**ARTICLE:**
* start *

Home Investor Selling Rule #2

"Overpricing your home can be worse than under-pricing it."

Q: How do I know what the right price is to ask for my home?
Once we have a good idea as to the market value of your home or property, we need to determine the optimum price to position your home on the market.

Your first instinct might be to put your home on the market for the highest price that someone has told you your property might be worth. In fact, many people do just this in the hope that somebody will "bite" and pay top-dollar for their home.

Unfortunately, this is rarely a good idea if you actually intend to sell your home. (There are two exceptions to this which will be covered later). The reasons for this will become clear in this section and I'll give you some guidelines that will help you figure out the best price at which to market your property to reach your goals.

The first thing you need to understand about property prices is your home is going to be placed on the market with competing properties (homes similar to your own in a similar price range). When you consider the price of your home, you must determine where you would like to position your home when compared to your competition; do you want to be the most expensive property, the best value or somewhere in the middle?

When buyers are looking for homes they will compare your home to your competitors and they will determine your home's value by comparison to others on the market. It will quickly become evident to buyers that your home is either expensive, good value or priced at a fair market price.

If your home is expensive by comparison to other similar homes in the area, you will attract fewer potential buyers to view your home. The result is you are less likely to receive offers you consider acceptable since most buyers will opt to place offers for other homes that represent better value (the exception to this is where your home has some unique features, such as waterfront, that are not available in other homes currently on the market. In this case, your home can command a premium in the market and still be considered good value).

A fair-priced home will attract willing and able buyers that are going to be willing to make an offer on the home based upon the features they desire compared to other homes in the area.

If your home is underpriced, it will attract significantly more buyers to view the property and this will lead to a number of competing offers being made on the property. This can result in a feeding frenzy of offers being made, none of which have to be accepted, allowing you the luxury of determining what "offer" might be acceptable. This might actually be an offer above the asking price. There is nothing to stop you from making a counter offer to a buyer that is above your asking price.

In the overpriced home, the seller is faced with a long, drawn-out sales campaign, frequently resulting in the need to lower the price several times in order to attract buyers.

Exceptions to the rule

The two exceptions to the rule against overpricing your home are:

  1. Unique or difficult to value properties such as special waterfront homes in an area where few similar properties have sold in the past twelve months. In this case, setting a price that is on the high side allows you and your agent to quickly gauge the interest at that price point and adjust it as necessary.
  2. If you do not want to sell immediately and you don't mind having buyers brought through your home for months on end; then you may be justified in setting a high price, provided that you recognize the risks and drawbacks of this approach (see below) and that you accept your home might never sell at this price point.
Fresh Homes Sell Better Than Stale Homes

The "freshness" of your home in the market will make a big difference to how much you can get for it.

Consider this: the majority of buyers to look at your home will pass through it in the first six to eight weeks, while it is fresh on the market. This is your best chance to sell your home for top-dollar. During this time, your home is fresh in the mind of Real Estate Agents in your area, and they are introducing their buyers to your home in the hope it will be attractive to them.

* end *

Reproduce the stretch of the home-pricing article from "If your home is underpriced, it" through "your asking price.", renaming "feeding frenzy" as "bidding war". The rows after this point have no connection to the home-pricing article.

**RECORD EXCERPTS:**
* start *

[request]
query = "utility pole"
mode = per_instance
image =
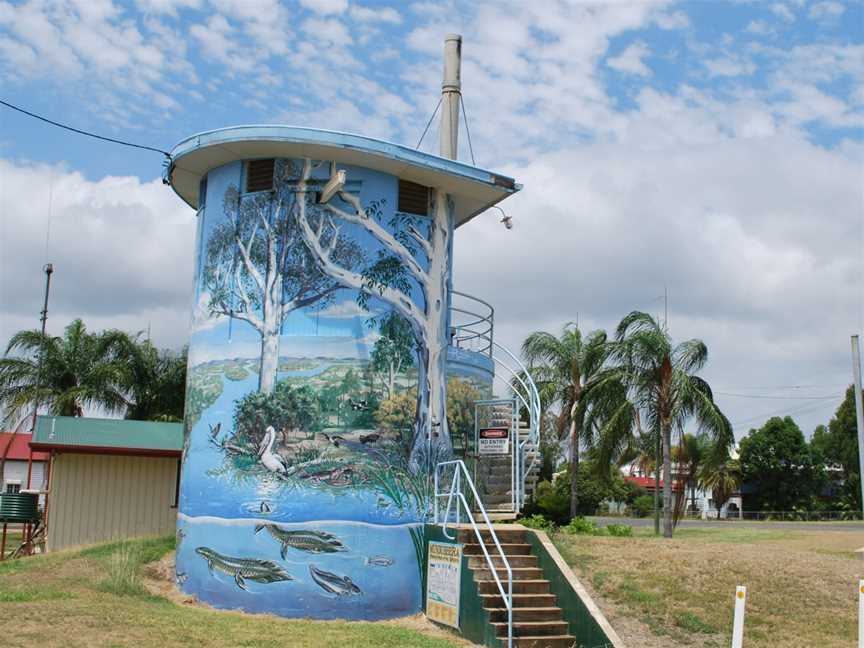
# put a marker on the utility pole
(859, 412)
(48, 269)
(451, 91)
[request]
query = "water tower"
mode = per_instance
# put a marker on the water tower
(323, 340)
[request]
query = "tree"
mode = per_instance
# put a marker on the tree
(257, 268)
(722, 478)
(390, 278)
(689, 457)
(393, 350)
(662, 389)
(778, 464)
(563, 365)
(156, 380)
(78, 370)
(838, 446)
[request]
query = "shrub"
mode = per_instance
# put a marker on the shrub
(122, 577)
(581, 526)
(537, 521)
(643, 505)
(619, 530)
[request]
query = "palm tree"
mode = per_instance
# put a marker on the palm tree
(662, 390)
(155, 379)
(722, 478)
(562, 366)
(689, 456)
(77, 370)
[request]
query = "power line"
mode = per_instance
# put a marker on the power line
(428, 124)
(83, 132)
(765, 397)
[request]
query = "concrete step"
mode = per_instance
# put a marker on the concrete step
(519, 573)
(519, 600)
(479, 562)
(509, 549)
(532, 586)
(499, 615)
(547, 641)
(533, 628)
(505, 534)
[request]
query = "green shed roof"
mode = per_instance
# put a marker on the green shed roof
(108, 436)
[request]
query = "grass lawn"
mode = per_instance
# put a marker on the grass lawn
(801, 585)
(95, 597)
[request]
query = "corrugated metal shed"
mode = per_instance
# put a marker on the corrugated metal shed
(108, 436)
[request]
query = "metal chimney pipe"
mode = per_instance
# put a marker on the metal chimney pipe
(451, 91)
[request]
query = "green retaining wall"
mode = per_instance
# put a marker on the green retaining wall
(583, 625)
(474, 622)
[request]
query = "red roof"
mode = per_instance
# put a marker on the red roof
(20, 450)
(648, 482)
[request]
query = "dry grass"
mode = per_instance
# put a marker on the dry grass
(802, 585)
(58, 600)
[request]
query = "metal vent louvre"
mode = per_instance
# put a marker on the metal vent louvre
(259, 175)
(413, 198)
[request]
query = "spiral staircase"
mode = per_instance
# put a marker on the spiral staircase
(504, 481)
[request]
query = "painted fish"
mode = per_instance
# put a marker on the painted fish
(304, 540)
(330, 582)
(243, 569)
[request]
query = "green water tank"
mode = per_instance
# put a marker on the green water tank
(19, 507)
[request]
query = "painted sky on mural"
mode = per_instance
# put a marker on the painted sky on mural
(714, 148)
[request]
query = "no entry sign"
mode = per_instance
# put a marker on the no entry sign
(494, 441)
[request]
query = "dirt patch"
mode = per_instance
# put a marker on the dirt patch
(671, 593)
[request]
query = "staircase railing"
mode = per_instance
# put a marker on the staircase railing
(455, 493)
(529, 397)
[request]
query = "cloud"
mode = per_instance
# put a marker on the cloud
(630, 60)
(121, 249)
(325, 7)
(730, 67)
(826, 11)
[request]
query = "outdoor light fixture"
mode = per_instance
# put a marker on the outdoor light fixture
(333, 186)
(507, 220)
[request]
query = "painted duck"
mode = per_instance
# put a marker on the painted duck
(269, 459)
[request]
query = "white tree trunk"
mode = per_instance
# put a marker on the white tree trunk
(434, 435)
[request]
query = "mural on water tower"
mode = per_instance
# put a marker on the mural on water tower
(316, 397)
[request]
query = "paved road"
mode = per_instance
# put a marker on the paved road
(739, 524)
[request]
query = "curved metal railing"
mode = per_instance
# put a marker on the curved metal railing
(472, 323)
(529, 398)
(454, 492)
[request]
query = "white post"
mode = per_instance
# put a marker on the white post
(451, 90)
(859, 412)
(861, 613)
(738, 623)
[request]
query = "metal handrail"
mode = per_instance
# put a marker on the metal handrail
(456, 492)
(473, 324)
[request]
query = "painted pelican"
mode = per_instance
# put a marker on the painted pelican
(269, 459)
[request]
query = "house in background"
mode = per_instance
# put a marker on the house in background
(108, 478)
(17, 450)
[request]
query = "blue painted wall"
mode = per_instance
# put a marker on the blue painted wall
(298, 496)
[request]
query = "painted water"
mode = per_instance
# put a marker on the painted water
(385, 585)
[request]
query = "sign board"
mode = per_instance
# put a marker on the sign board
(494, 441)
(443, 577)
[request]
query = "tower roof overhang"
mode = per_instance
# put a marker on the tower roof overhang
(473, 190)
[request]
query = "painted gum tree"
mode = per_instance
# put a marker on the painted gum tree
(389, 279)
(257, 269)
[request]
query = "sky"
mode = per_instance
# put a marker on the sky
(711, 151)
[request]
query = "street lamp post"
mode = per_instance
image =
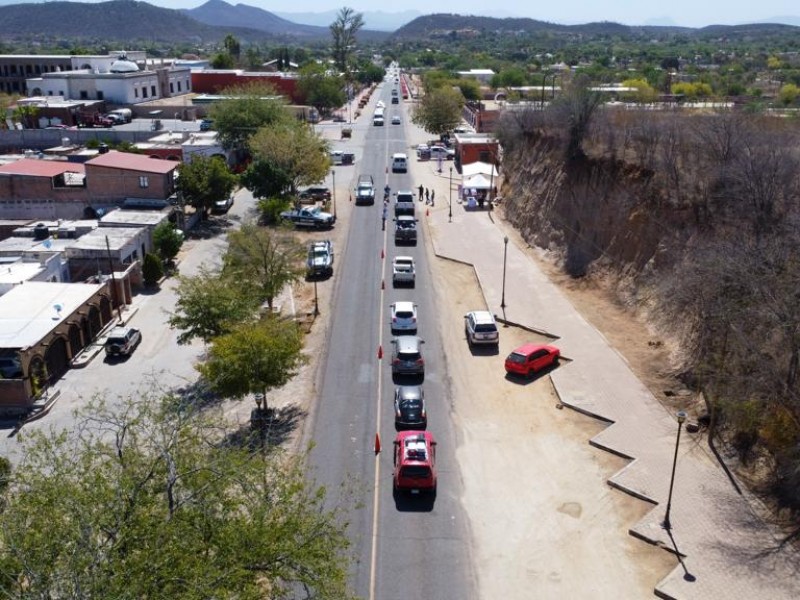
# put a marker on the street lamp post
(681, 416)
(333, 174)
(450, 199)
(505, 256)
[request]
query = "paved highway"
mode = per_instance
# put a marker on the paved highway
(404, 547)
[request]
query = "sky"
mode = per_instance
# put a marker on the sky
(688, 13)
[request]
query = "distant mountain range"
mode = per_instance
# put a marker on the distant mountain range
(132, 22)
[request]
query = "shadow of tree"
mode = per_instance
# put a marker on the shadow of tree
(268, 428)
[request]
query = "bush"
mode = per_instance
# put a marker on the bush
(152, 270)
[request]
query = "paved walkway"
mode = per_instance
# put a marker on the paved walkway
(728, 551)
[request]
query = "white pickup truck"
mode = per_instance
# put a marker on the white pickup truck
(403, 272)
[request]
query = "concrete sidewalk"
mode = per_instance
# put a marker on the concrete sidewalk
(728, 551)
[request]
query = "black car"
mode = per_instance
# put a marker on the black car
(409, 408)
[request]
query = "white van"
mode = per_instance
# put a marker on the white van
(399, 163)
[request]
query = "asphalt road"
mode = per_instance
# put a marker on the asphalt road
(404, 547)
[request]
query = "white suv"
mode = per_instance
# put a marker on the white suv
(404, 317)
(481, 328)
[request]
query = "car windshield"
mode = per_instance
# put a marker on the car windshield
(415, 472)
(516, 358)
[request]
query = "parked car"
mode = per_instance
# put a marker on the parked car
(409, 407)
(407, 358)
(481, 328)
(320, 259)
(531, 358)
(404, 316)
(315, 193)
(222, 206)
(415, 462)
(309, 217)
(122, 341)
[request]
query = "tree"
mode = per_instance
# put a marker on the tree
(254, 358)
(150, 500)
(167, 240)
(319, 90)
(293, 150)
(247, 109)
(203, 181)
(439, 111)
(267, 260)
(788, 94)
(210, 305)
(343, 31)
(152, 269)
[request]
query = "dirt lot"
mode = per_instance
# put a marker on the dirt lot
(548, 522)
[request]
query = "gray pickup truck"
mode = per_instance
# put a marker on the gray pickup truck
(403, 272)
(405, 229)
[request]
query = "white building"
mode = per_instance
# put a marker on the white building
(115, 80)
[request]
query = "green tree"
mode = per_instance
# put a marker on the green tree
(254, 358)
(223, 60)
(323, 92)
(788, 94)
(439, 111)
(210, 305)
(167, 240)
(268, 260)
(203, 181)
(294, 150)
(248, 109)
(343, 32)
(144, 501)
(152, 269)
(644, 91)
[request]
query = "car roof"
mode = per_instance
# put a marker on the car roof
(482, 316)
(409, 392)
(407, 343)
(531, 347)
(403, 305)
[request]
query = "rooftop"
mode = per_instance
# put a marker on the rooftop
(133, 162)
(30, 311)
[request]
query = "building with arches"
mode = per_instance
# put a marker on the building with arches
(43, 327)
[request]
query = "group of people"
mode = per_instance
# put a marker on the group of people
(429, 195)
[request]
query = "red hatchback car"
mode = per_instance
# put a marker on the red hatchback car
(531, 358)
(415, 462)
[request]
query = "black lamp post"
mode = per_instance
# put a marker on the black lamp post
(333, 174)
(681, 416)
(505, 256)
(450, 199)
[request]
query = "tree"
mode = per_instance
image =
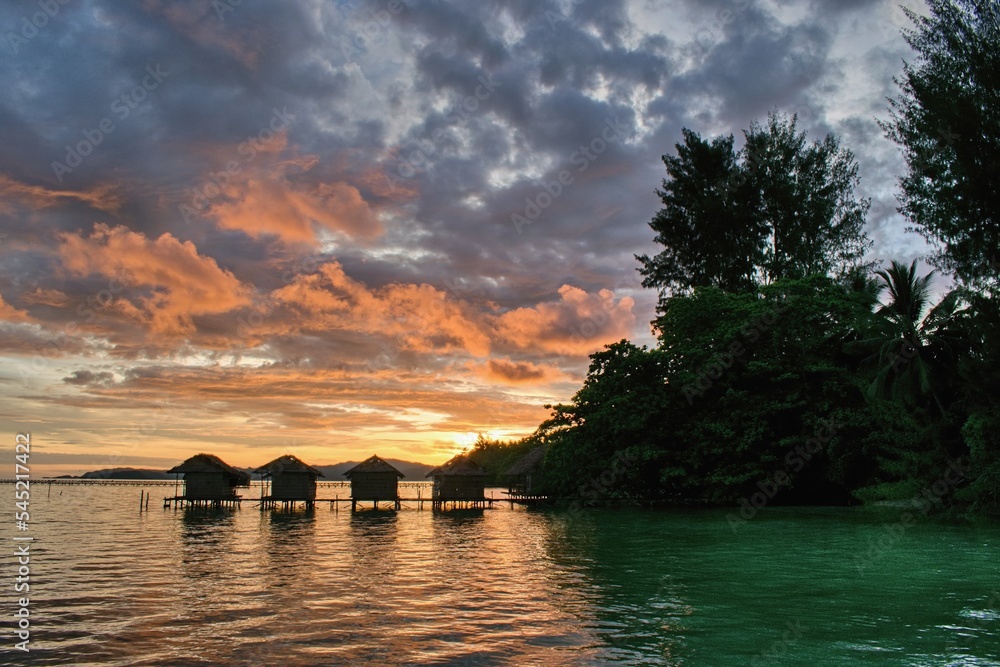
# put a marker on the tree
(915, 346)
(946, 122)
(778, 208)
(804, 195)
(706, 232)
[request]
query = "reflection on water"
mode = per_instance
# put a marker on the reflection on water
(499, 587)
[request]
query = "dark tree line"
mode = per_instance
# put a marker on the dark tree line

* end *

**ANSWER TO THIS PROBLEM:**
If your home is underpriced, it will attract significantly more buyers to view the property and this will lead to a number of competing offers being made on the property. This can result in a bidding war of offers being made, none of which have to be accepted, allowing you the luxury of determining what "offer" might be acceptable. This might actually be an offer above the asking price. There is nothing to stop you from making a counter offer to a buyer that is above your asking price.